Region annotation entries:
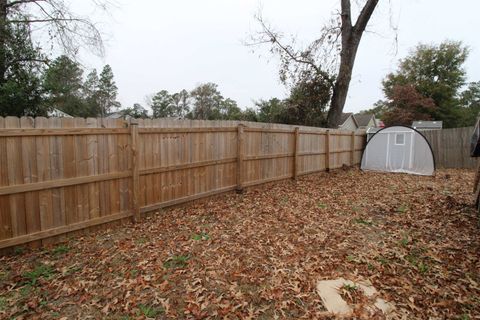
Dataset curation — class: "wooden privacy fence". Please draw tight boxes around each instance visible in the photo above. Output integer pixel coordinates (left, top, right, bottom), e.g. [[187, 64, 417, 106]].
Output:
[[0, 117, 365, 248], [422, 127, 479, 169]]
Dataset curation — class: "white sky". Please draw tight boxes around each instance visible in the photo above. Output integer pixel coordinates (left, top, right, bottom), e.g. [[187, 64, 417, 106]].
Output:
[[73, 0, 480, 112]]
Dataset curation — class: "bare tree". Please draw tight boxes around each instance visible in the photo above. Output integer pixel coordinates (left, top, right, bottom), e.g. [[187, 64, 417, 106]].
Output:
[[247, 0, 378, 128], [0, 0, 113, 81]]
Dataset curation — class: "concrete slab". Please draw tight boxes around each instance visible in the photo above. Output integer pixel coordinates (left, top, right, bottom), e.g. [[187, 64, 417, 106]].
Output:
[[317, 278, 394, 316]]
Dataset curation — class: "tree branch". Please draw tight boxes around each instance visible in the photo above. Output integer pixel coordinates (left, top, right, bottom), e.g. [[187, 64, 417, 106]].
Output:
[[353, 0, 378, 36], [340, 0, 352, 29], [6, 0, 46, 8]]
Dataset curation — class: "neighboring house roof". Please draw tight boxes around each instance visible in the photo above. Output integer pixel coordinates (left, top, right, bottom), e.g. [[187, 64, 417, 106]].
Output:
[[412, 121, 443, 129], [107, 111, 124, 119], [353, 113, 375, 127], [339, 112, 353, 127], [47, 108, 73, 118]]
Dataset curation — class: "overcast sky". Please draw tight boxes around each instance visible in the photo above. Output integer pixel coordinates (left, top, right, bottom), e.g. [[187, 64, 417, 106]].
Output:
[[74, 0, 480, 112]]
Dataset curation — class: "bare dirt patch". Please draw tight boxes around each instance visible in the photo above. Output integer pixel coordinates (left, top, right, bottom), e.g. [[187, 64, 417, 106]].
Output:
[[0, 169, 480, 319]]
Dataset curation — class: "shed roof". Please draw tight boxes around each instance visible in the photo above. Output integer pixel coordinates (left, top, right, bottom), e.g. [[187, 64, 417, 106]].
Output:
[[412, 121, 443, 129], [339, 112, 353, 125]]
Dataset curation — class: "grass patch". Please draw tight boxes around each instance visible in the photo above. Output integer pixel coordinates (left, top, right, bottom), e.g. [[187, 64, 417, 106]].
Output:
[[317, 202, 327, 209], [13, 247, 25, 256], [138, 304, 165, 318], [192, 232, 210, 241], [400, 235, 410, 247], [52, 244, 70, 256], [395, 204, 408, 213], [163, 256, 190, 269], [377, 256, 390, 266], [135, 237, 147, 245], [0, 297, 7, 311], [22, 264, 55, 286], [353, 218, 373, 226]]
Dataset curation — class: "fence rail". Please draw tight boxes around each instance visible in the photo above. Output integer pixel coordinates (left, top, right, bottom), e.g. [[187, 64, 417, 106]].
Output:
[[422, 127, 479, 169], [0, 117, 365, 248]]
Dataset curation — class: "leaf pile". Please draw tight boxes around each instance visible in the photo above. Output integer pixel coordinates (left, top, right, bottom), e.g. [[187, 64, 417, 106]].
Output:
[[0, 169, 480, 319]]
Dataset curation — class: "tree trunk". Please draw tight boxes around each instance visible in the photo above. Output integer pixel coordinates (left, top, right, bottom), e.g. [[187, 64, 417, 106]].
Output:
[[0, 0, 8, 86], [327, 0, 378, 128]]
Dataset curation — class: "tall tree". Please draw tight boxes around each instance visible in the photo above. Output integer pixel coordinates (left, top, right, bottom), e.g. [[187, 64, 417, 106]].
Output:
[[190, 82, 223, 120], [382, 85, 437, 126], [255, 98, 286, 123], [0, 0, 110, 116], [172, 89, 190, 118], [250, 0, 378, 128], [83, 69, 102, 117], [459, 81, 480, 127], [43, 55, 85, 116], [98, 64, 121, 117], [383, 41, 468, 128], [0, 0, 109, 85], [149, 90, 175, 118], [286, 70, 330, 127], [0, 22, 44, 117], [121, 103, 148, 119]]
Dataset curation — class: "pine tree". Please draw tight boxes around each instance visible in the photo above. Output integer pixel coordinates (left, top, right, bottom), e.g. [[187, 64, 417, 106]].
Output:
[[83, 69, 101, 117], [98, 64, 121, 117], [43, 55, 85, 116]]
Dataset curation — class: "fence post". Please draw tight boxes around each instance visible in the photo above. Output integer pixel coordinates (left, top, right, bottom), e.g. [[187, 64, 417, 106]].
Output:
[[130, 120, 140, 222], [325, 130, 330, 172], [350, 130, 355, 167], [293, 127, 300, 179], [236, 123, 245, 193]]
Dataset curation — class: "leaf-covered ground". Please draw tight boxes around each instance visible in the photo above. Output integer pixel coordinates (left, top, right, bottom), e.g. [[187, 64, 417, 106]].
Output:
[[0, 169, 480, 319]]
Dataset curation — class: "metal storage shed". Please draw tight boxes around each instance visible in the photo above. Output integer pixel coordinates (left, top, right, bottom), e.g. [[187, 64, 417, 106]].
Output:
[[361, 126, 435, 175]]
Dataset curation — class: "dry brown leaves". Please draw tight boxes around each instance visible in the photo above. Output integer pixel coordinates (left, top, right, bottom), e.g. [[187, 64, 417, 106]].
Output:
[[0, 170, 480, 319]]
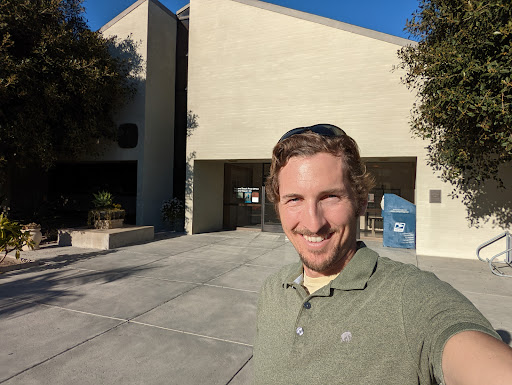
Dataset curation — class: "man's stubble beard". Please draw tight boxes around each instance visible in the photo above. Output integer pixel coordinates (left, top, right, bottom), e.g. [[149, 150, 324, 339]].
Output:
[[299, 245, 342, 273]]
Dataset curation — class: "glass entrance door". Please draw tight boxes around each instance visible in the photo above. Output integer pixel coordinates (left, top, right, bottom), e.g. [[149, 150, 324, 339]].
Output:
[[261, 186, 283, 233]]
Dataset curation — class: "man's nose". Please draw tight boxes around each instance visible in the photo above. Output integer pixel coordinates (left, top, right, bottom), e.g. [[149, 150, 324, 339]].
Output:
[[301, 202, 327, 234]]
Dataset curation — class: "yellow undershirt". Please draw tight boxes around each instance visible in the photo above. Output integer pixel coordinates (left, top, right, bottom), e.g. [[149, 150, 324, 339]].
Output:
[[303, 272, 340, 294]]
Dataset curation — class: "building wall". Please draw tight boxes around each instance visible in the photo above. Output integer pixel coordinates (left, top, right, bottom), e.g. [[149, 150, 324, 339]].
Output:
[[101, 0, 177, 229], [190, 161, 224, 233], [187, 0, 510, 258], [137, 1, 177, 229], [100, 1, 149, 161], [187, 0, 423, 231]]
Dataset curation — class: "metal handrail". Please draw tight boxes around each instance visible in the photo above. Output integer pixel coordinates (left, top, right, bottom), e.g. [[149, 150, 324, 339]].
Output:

TO BE DONE:
Rewrite all of the records above as a numbered list, one line per item, skipping any blank lines. Leave the pictures out of your answer.

EXERCISE RESULT:
1. Dataset curation — class: "wooden privacy fence". Please draw tight boxes around each instance visible in the photo above. Output integer pixel coordinates (left, top, right, bottom), e.g. [[187, 64, 417, 106]].
2. Output:
3. [[0, 117, 365, 248], [422, 127, 479, 169]]
4. Dataset curation — class: "white sky". Please draw tight boxes around each instance visible in the photo above. Output integer pixel coordinates (left, top, right, bottom), e.g. [[187, 64, 417, 106]].
5. Output:
6. [[73, 0, 480, 112]]
7. Dataset curation — class: "bare tree". Please draw tight boxes around each instance visible in the photo above. Output integer pixel coordinates (left, top, right, bottom), e.g. [[187, 64, 417, 106]].
8. Output:
9. [[247, 0, 378, 128], [0, 0, 113, 81]]
10. Dataset curation — class: "concrete slab". Please draw tight boxes around each instance visible in the photo above. Output integer pixel coordinates (left, top, right, bottom), e.g. [[187, 64, 417, 106]].
11. Output:
12. [[317, 278, 394, 316]]
13. Dataset curation — class: "tree branch". Please draw tight boxes around each instance visible in the photo above. Output integer pixel coordinates (left, top, right, bottom), e.g. [[187, 64, 417, 106]].
14. Output:
15. [[353, 0, 378, 36], [340, 0, 352, 29], [6, 0, 46, 8]]
16. Dataset curation — class: "neighboring house roof". Please draw tight boxes around each instance visible in the photo above. Output integer pixel coordinates (left, top, right, bottom), e.g. [[187, 64, 417, 106]].
17. Output:
18. [[412, 121, 443, 129], [107, 111, 124, 119], [353, 113, 375, 127], [339, 112, 353, 127], [47, 108, 73, 118]]
19. Dataset curation — class: "overcast sky". Please draw tight boxes around each instance visible in the photo above. Output integer pixel coordinates (left, top, right, bottom), e.g. [[187, 64, 417, 106]].
20. Output:
21. [[74, 0, 480, 112]]
22. Dataset curation — class: "bare dirt patch". Please draw tight boxes around each instance visible in the photo above. Output integer pixel coordinates (left, top, right, bottom), e.g. [[187, 64, 417, 106]].
23. Output:
24. [[0, 169, 480, 319]]
25. Dataset curation — class: "shed roof". Please draw tight boxes around each instance visible in the photo above. Output integer pixel coordinates (left, top, right, bottom), e.g. [[187, 64, 417, 106]].
26. Output:
27. [[412, 121, 443, 129], [339, 112, 353, 125]]
28. Dataset curation — class: "grass patch". Please draw tight boxes around each instance visible in the photo above. Output integer pixel coordinates (left, top, right, bottom), e.g. [[187, 64, 417, 106]].
29. Output:
30. [[317, 202, 327, 209], [13, 247, 25, 256], [138, 304, 165, 318], [192, 232, 210, 241], [400, 235, 410, 247], [52, 244, 70, 256], [395, 204, 408, 213], [163, 256, 190, 269], [377, 256, 390, 266], [135, 237, 147, 245], [0, 297, 7, 311], [22, 264, 55, 286], [353, 218, 373, 226]]
31. Dataset curation — class: "fence rail". Please draw tight boxes around each instance visible in the photo above. Output integer pixel coordinates (left, top, right, bottom), e.g. [[187, 64, 417, 106]].
32. Output:
33. [[422, 127, 479, 169], [0, 117, 365, 248]]
34. Dataset curation — class: "leaf pile". Please draw tight boxes around each instance visible in the photo above. Output integer pixel coordinates (left, top, right, bottom), e.g. [[187, 64, 417, 106]].
35. Output:
36. [[0, 169, 480, 319]]
37. Dataset curation — class: "tree trunk". Please draw tight boxes around each instance visible in the photo above. Output integer pixel coordinates (left, top, right, bottom), e.g. [[187, 64, 417, 106]].
38. Output:
39. [[0, 0, 8, 86], [327, 0, 378, 128]]
40. Dataset curation — class: "tall tree". Please draw tight boxes around each instance visible in the photo above. Output integer pixel coordinates (left, top, right, bottom), e.g. [[187, 64, 417, 106]].
41. Output:
42. [[190, 82, 223, 120], [382, 85, 437, 126], [255, 98, 286, 123], [0, 0, 110, 116], [172, 89, 190, 118], [250, 0, 378, 128], [83, 69, 102, 117], [459, 81, 480, 127], [43, 55, 85, 116], [98, 64, 121, 117], [383, 41, 468, 128], [0, 0, 109, 85], [149, 90, 175, 118], [286, 70, 330, 127], [0, 22, 44, 117], [121, 103, 148, 119]]
43. Dataset curation — class: "pine tree". Please draw tight boxes around each instance visible in the photo above. Output integer pixel coordinates (left, top, right, bottom), e.g. [[187, 64, 417, 106]].
44. Output:
45. [[83, 69, 101, 117], [98, 64, 121, 117], [43, 55, 85, 116]]
46. Dataset curation — class: "fence post". Please draw tight boxes around each instance visible in the photo above. Output integer pixel coordinates (left, top, right, bottom), e.g. [[187, 64, 417, 106]].
47. Output:
48. [[130, 120, 140, 222], [325, 130, 330, 172], [350, 130, 355, 167], [293, 127, 300, 179], [236, 123, 245, 193]]
49. Dataset curation — class: "leaf-covered ground". Please draw tight boxes around each instance visible in the photo above. Output integer pixel coordinates (left, top, right, bottom), e.g. [[187, 64, 417, 106]].
50. Output:
51. [[0, 169, 480, 319]]
52. Dataset curation — class: "metal storage shed". Please draw tight boxes around each instance visible in the photo above. Output integer pixel coordinates (left, top, right, bottom), e.g. [[187, 64, 417, 106]].
53. Output:
54. [[361, 126, 435, 175]]
55. Dataset curation — class: "dry brown leaves". Please draw tight boxes around each instance visible in the photo above. Output integer pixel coordinates (left, top, right, bottom), e.g. [[187, 64, 417, 106]].
56. Output:
57. [[0, 170, 480, 319]]
58. Dataset curation — class: "man's stubble beard". Please draw tight boxes around each instance visible in the photo above. Output integer pixel coordinates (left, top, right, bottom), e.g. [[149, 150, 324, 339]].
59. Output:
60. [[299, 245, 342, 273]]
61. Dataset curation — class: "glass entrance door". Please draw tight boxes around each instance visible in the photo above. Output integer pixel coordinates (left, top, right, bottom), e.g. [[149, 150, 324, 339]].
62. Output:
63. [[261, 186, 283, 233]]
64. Dataset curation — class: "man's nose". Please draw tight boxes around each instance visible in the photo above. Output integer pixel coordinates (left, top, right, bottom), e.g. [[149, 150, 324, 339]].
65. Output:
66. [[301, 202, 327, 234]]
67. Dataset curation — class: "yellow undershirt". Please draw tight boxes around each instance visible in the photo above. Output integer pixel coordinates (left, top, right, bottom), e.g. [[149, 150, 324, 339]].
68. Output:
69. [[303, 272, 340, 294]]
70. Dataset curation — class: "building wall". Please draw tight boxes around each instance visible in the photo above. Output integer pixel coordinates (left, top, right, bottom), e.g. [[149, 150, 324, 339]].
71. Output:
72. [[101, 0, 177, 229], [190, 161, 224, 233], [187, 0, 510, 258], [137, 1, 177, 229], [100, 1, 149, 161], [187, 0, 423, 231]]
73. Dataset curation — class: "metal handrail". Please draw tight boxes around each instance visible in the photo above. Output integer pixel coordinates (left, top, right, bottom), e.g. [[149, 150, 324, 339]].
74. Output:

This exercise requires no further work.